→ **Tarefa obrigatória 1**
Imprima, do trecho sobre a greve da CSN, a parte que começa nas palavras "Mas por mais" e termina em "de Volta Redonda.", sem alterar nada.

→ **Trecho de origem**

━━━━

Aos que habitam cortiços e favelas

E mesmo que acordados pelas sirenes das fábricas

Não deixam de sonhar, de ter esperanças

Pois o futuro, oh, vos pertence!

Aos que carregam rosas sem temer machucar as mãos

Pois seu sangue não é azul nem o verde do dólar

Mas vermelho da fúria amordaçada

De um grito de liberdade preso na garganta

Pois o futuro, oh, vos pertence!

Fuzilados da C.S.N.

Assassinados no campo

Torturados no DEOPS

Espancados na greve

A cada passo desta marcha

Camponeses e operários tombam homens fuzilados

Mas por mais rosas que os poderosos matem

Nunca conseguirão deter a primavera

Pois o futuro, oh, vos pertence!

(“Aos fuzilados da CSN”, Garotos Podres)

A poesia em forma de música reproduzida acima é uma homenagem da clássica banda de punk rock Garotos Podres aos trabalhadores grevistas do chamado Massacre de Volta Redonda, decorrente da greve da Companhia Siderúrgica Nacional em 1988, no qual três operários foram mortos. Os membros da banda punk, formada no operário ABC paulista no começo dos anos 1980, também vivenciou as greves da região industrial na região metropolitana paulista e via uma conexão imediata entre as grandes greves do ABC e de Volta Redonda.

A greve se iniciou com uma série de exigências dos trabalhadores ao governo Sarney, já que naquele momento a empresa era pública. Pautas como o reajuste salarial com base no índice de inflação divulgado pelo DIEESE, estabilidade no emprego, jornada de trabalho de 40 horas semanais, readmissão dos demitidos em 1987, isonomia salarial, instauração de uma CIPA eleita pelos trabalhadores, reconhecimento dos representantes sindicais, fim da perseguição à atividade sindical e divulgação do Sistema de Cargos e Salários da empresas.

Declarada após uma assembleia realizada em 4 de novembro, a greve teve como resposta a ocupação da empresa pela polícia militar após pedido da diretoria da empresa. A paralisação começou de fato no dia 7 e, após um confronto três operários foram mortos pelas forças de segurança: Carlos Augusto Barroso, Walmir Freitas Monteiro e Willian Fernandes Leite. Barroso morreu de traumatismo craniano como resultado de uma coronhada que levou enquanto estava caído no chão, enquanto Walmir e William foram baleados.

━━━━

(Registros de um conjunto de dados)

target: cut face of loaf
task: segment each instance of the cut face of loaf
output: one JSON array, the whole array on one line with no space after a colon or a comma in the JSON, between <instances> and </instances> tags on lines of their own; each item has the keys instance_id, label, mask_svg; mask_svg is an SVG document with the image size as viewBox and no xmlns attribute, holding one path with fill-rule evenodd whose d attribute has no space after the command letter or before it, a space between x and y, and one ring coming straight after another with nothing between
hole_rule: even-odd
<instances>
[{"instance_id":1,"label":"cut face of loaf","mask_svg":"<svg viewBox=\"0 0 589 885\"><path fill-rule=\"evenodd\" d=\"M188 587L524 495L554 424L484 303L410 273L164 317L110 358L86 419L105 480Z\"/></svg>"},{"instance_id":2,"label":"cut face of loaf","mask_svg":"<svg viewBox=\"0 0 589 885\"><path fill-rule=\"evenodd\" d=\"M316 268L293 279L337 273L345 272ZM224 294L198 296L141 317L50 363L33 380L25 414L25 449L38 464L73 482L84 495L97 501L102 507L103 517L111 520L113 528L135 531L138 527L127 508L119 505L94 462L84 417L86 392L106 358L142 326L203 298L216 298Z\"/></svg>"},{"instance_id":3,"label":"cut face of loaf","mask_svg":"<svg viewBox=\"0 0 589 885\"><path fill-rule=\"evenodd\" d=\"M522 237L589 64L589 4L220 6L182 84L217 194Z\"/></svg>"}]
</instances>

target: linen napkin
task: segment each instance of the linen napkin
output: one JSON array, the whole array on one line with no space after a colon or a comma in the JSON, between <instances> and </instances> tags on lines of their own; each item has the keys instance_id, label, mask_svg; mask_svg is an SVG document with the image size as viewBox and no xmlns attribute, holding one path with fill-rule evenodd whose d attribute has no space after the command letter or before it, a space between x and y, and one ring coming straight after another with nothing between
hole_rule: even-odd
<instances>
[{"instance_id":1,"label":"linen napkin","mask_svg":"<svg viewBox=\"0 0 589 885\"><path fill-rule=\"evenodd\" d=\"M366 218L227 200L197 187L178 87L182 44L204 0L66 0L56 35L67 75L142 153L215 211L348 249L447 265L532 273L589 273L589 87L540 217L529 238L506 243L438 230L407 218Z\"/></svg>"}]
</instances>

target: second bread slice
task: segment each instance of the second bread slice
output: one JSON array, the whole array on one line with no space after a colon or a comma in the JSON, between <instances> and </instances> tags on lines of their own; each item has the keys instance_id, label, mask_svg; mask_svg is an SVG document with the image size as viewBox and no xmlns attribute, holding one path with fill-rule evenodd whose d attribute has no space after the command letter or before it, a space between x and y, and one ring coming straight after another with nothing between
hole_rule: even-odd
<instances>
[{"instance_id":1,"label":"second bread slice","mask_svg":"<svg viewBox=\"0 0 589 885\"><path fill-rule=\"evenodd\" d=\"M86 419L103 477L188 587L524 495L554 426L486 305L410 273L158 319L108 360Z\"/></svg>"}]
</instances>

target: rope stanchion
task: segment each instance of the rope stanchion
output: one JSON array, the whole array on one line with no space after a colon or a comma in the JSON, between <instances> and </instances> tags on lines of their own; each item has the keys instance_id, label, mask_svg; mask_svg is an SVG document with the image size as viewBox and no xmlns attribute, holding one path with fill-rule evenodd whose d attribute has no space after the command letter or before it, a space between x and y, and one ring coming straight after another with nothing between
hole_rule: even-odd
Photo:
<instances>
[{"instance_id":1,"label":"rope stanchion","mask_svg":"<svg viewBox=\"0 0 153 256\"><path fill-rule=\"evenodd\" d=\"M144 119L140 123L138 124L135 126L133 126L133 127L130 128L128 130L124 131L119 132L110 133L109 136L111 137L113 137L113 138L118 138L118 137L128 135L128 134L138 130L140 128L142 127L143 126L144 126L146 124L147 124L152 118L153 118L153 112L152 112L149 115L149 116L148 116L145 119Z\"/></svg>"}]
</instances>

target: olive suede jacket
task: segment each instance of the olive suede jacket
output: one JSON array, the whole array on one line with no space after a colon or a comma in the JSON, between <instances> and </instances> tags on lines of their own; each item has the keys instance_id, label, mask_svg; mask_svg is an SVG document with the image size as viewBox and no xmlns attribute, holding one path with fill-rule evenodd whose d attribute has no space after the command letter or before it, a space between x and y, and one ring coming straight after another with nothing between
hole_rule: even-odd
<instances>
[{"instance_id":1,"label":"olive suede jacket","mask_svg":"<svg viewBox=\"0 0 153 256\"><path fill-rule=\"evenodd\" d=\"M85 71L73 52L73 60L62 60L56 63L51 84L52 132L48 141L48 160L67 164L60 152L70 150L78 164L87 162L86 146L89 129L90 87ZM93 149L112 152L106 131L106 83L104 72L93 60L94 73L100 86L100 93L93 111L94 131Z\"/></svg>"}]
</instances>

━━━━

→ **Tarefa obrigatória 2**
Renomeie "hole_rule" para "fill_rule" nos registros, nas linhas que vão da que contém "target: olive suede jacket" até o fim dos registros, e devolva apenas essas linhas, com todo o resto inalterado.

→ **Resposta correta 1**
Mas por mais rosas que os poderosos matem

Nunca conseguirão deter a primavera

Pois o futuro, oh, vos pertence!

(“Aos fuzilados da CSN”, Garotos Podres)

A poesia em forma de música reproduzida acima é uma homenagem da clássica banda de punk rock Garotos Podres aos trabalhadores grevistas do chamado Massacre de Volta Redonda, decorrente da greve da Companhia Siderúrgica Nacional em 1988, no qual três operários foram mortos. Os membros da banda punk, formada no operário ABC paulista no começo dos anos 1980, também vivenciou as greves da região industrial na região metropolitana paulista e via uma conexão imediata entre as grandes greves do ABC e de Volta Redonda.

→ **Resposta correta 2**
target: olive suede jacket
task: segment each instance of the olive suede jacket
output: one JSON array, the whole array on one line with no space after a colon or a comma in the JSON, between <instances> and </instances> tags on lines of their own; each item has the keys instance_id, label, mask_svg; mask_svg is an SVG document with the image size as viewBox and no xmlns attribute, holding one path with fill-rule evenodd whose d attribute has no space after the command letter or before it, a space between x and y, and one ring coming straight after another with nothing between
fill_rule: even-odd
<instances>
[{"instance_id":1,"label":"olive suede jacket","mask_svg":"<svg viewBox=\"0 0 153 256\"><path fill-rule=\"evenodd\" d=\"M85 71L73 52L73 60L62 60L56 63L51 84L52 132L48 141L48 160L67 164L60 152L70 150L78 164L87 162L86 146L89 129L90 87ZM93 149L112 152L106 131L106 83L104 72L93 60L94 73L100 86L100 93L93 111L94 131Z\"/></svg>"}]
</instances>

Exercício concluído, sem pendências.